## Aim
Reproduce the following lines verbatim, beginning with the line that contains "# draw the outline of every instance of the white" and ending with the line that contains "69 49 L 69 50", both of those lines included.
[Start of Dataset entries]
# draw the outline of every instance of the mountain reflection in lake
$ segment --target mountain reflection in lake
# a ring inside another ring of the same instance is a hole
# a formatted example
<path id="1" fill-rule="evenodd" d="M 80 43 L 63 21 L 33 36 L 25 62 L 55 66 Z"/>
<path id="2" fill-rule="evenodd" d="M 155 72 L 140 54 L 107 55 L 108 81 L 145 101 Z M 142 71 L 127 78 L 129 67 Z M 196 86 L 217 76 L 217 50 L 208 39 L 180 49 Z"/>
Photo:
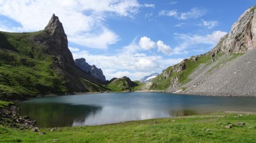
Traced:
<path id="1" fill-rule="evenodd" d="M 38 127 L 99 125 L 225 111 L 256 111 L 256 97 L 162 93 L 104 93 L 32 98 L 17 103 Z"/>

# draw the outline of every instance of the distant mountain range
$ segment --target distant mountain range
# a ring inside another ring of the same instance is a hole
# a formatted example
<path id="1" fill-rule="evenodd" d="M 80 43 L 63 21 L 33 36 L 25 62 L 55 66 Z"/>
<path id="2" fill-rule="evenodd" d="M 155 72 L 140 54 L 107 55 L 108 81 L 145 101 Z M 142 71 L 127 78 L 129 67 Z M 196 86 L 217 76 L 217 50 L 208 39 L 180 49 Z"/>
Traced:
<path id="1" fill-rule="evenodd" d="M 106 77 L 103 75 L 103 72 L 100 68 L 97 68 L 95 65 L 90 66 L 86 63 L 85 58 L 80 58 L 75 60 L 76 64 L 83 71 L 91 74 L 94 77 L 102 81 L 106 81 Z"/>
<path id="2" fill-rule="evenodd" d="M 159 73 L 154 73 L 151 74 L 150 75 L 146 76 L 143 78 L 141 79 L 139 81 L 142 83 L 145 83 L 148 81 L 151 81 L 154 78 L 156 77 L 158 75 L 159 75 Z"/>
<path id="3" fill-rule="evenodd" d="M 256 6 L 211 51 L 170 66 L 147 89 L 208 96 L 256 96 Z"/>

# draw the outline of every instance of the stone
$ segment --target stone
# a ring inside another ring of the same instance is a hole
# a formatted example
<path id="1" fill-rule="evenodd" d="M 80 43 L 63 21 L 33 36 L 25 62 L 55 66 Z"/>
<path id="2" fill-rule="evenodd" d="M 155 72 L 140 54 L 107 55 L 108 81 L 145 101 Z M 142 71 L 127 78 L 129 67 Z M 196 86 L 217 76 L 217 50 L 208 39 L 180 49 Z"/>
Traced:
<path id="1" fill-rule="evenodd" d="M 187 59 L 184 59 L 180 63 L 177 64 L 174 67 L 174 71 L 176 72 L 181 72 L 184 70 L 186 69 L 186 64 L 185 64 L 185 61 Z"/>
<path id="2" fill-rule="evenodd" d="M 179 84 L 179 77 L 173 77 L 171 79 L 171 84 L 172 85 L 172 87 L 176 87 Z"/>
<path id="3" fill-rule="evenodd" d="M 225 128 L 228 128 L 228 129 L 230 129 L 232 128 L 232 125 L 227 125 L 225 126 Z"/>
<path id="4" fill-rule="evenodd" d="M 46 135 L 46 133 L 44 132 L 40 132 L 38 133 L 40 135 Z"/>
<path id="5" fill-rule="evenodd" d="M 150 74 L 150 75 L 146 76 L 142 78 L 139 80 L 139 81 L 142 83 L 146 83 L 147 82 L 151 81 L 152 81 L 152 80 L 154 78 L 155 78 L 159 75 L 159 73 L 154 73 Z M 161 78 L 160 78 L 160 79 L 161 79 Z"/>
<path id="6" fill-rule="evenodd" d="M 237 123 L 236 124 L 238 125 L 245 125 L 245 123 Z"/>
<path id="7" fill-rule="evenodd" d="M 164 79 L 166 79 L 168 77 L 169 77 L 169 76 L 170 76 L 170 74 L 168 72 L 166 71 L 163 71 L 163 78 Z"/>
<path id="8" fill-rule="evenodd" d="M 85 58 L 76 59 L 75 60 L 76 65 L 83 71 L 90 73 L 94 77 L 102 80 L 106 81 L 106 77 L 103 74 L 102 70 L 98 68 L 95 65 L 90 66 L 86 63 Z"/>
<path id="9" fill-rule="evenodd" d="M 23 119 L 30 119 L 30 118 L 28 116 L 23 116 L 22 118 Z"/>
<path id="10" fill-rule="evenodd" d="M 38 132 L 38 128 L 32 128 L 31 129 L 32 132 Z"/>

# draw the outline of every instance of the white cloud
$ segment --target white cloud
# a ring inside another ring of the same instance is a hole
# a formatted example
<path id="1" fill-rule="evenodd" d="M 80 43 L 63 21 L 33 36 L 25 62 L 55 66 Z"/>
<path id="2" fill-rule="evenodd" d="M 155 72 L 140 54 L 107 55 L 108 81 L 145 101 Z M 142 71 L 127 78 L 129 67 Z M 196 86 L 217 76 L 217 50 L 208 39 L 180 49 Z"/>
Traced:
<path id="1" fill-rule="evenodd" d="M 193 8 L 188 12 L 181 12 L 179 19 L 183 20 L 188 19 L 197 19 L 203 16 L 205 12 L 205 10 Z"/>
<path id="2" fill-rule="evenodd" d="M 181 27 L 182 26 L 183 26 L 185 24 L 184 23 L 178 23 L 178 24 L 176 24 L 175 25 L 174 25 L 174 27 Z"/>
<path id="3" fill-rule="evenodd" d="M 180 60 L 138 53 L 140 47 L 135 41 L 113 55 L 92 55 L 87 51 L 79 51 L 73 52 L 73 57 L 74 59 L 85 58 L 89 64 L 101 68 L 109 80 L 123 76 L 133 80 L 139 80 L 150 73 L 161 72 Z"/>
<path id="4" fill-rule="evenodd" d="M 158 46 L 158 50 L 163 52 L 166 55 L 170 55 L 172 51 L 172 49 L 168 45 L 164 44 L 164 42 L 160 40 L 156 42 Z"/>
<path id="5" fill-rule="evenodd" d="M 204 19 L 201 19 L 202 20 L 202 24 L 200 25 L 207 27 L 208 29 L 212 29 L 214 28 L 218 25 L 218 21 L 212 20 L 212 21 L 205 21 Z"/>
<path id="6" fill-rule="evenodd" d="M 69 49 L 69 50 L 71 51 L 79 51 L 80 50 L 80 49 L 78 49 L 77 47 L 68 47 L 68 49 Z"/>
<path id="7" fill-rule="evenodd" d="M 91 34 L 85 33 L 84 34 L 74 34 L 68 40 L 75 43 L 88 47 L 97 49 L 107 49 L 109 45 L 115 44 L 118 36 L 108 29 L 103 28 L 100 33 Z"/>
<path id="8" fill-rule="evenodd" d="M 176 18 L 178 15 L 177 10 L 161 10 L 159 13 L 159 16 L 168 16 Z"/>
<path id="9" fill-rule="evenodd" d="M 155 8 L 155 5 L 147 4 L 147 3 L 144 4 L 143 6 L 144 6 L 144 7 L 152 7 L 152 8 Z"/>
<path id="10" fill-rule="evenodd" d="M 1 1 L 0 14 L 20 25 L 3 23 L 0 30 L 31 32 L 42 30 L 55 13 L 63 24 L 70 42 L 92 48 L 106 49 L 118 36 L 104 23 L 108 13 L 133 17 L 141 7 L 137 0 L 8 0 Z"/>
<path id="11" fill-rule="evenodd" d="M 188 19 L 197 19 L 204 15 L 205 13 L 205 10 L 194 7 L 190 11 L 185 12 L 179 12 L 175 10 L 170 11 L 161 10 L 159 15 L 159 16 L 167 16 L 174 17 L 178 19 L 186 20 Z"/>
<path id="12" fill-rule="evenodd" d="M 170 2 L 170 5 L 175 5 L 176 3 L 177 3 L 177 2 L 176 1 L 171 1 Z"/>
<path id="13" fill-rule="evenodd" d="M 150 50 L 155 47 L 155 42 L 145 36 L 141 37 L 139 45 L 144 50 Z"/>
<path id="14" fill-rule="evenodd" d="M 177 40 L 180 41 L 181 44 L 174 49 L 174 54 L 187 53 L 188 51 L 186 50 L 193 48 L 198 49 L 199 45 L 207 45 L 213 47 L 220 39 L 226 34 L 228 34 L 227 32 L 220 31 L 213 31 L 211 34 L 207 35 L 175 33 Z"/>

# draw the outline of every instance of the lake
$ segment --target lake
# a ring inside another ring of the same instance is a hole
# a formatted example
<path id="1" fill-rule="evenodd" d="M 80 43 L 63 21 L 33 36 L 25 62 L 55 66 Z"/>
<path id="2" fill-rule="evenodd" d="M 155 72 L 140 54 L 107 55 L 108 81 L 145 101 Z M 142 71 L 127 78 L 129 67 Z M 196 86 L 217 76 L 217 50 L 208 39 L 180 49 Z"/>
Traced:
<path id="1" fill-rule="evenodd" d="M 256 97 L 163 93 L 109 93 L 31 98 L 16 103 L 20 115 L 40 127 L 100 125 L 220 111 L 256 111 Z"/>

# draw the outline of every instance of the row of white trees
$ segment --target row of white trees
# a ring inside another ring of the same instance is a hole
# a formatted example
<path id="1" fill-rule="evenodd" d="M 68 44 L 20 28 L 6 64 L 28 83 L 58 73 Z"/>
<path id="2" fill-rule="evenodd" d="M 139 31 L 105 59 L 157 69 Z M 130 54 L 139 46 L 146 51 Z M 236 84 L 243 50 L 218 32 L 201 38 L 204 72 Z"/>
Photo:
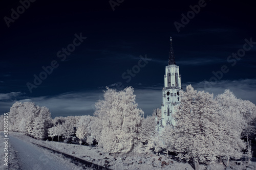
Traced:
<path id="1" fill-rule="evenodd" d="M 175 128 L 156 132 L 155 116 L 144 118 L 138 108 L 131 87 L 117 91 L 107 88 L 104 99 L 95 104 L 94 116 L 57 117 L 52 119 L 47 108 L 33 103 L 16 102 L 11 108 L 10 130 L 23 132 L 38 139 L 76 136 L 80 140 L 98 145 L 112 153 L 175 152 L 181 160 L 211 163 L 241 157 L 248 143 L 242 139 L 255 135 L 256 107 L 237 99 L 229 90 L 214 98 L 197 91 L 189 85 L 181 92 L 181 105 L 176 109 Z M 161 117 L 161 110 L 153 111 Z M 161 117 L 159 117 L 161 118 Z M 249 154 L 250 154 L 250 151 Z"/>

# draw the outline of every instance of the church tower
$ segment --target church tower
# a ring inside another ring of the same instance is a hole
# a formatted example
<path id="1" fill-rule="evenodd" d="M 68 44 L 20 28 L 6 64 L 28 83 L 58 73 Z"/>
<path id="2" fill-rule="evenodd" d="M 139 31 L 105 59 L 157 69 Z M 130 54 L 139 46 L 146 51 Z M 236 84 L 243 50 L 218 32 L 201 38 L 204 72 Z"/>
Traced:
[End of Dataset entries]
## Solution to the problem
# draw the outline of every instance of the white cloud
$ segment --target white cloud
# a ring inside another ring of the same instance is a hole
# a formatted example
<path id="1" fill-rule="evenodd" d="M 80 43 L 63 21 L 33 36 L 25 62 L 55 66 Z"/>
<path id="2" fill-rule="evenodd" d="M 155 72 L 140 54 L 107 55 L 108 81 L 145 101 Z M 142 71 L 127 78 L 129 67 Z M 196 86 L 217 76 L 217 50 L 208 39 L 180 49 Z"/>
Traced:
<path id="1" fill-rule="evenodd" d="M 193 8 L 188 12 L 181 12 L 179 19 L 183 20 L 188 19 L 197 19 L 203 16 L 205 12 L 205 10 Z"/>
<path id="2" fill-rule="evenodd" d="M 181 27 L 182 26 L 183 26 L 185 24 L 184 23 L 178 23 L 178 24 L 176 24 L 175 25 L 174 25 L 174 27 Z"/>
<path id="3" fill-rule="evenodd" d="M 180 60 L 138 53 L 140 47 L 135 41 L 113 55 L 92 55 L 87 51 L 79 51 L 73 52 L 73 57 L 74 59 L 85 58 L 89 64 L 101 68 L 109 80 L 123 76 L 133 80 L 139 80 L 150 73 L 161 72 Z"/>
<path id="4" fill-rule="evenodd" d="M 158 46 L 158 50 L 163 52 L 166 55 L 170 55 L 172 51 L 172 49 L 168 45 L 164 44 L 164 42 L 160 40 L 156 42 Z"/>
<path id="5" fill-rule="evenodd" d="M 204 19 L 201 19 L 202 20 L 202 24 L 200 25 L 207 27 L 208 29 L 212 29 L 214 28 L 218 25 L 218 21 L 212 20 L 212 21 L 205 21 Z"/>
<path id="6" fill-rule="evenodd" d="M 69 49 L 69 50 L 71 51 L 79 51 L 80 50 L 80 49 L 78 49 L 77 47 L 68 47 L 68 49 Z"/>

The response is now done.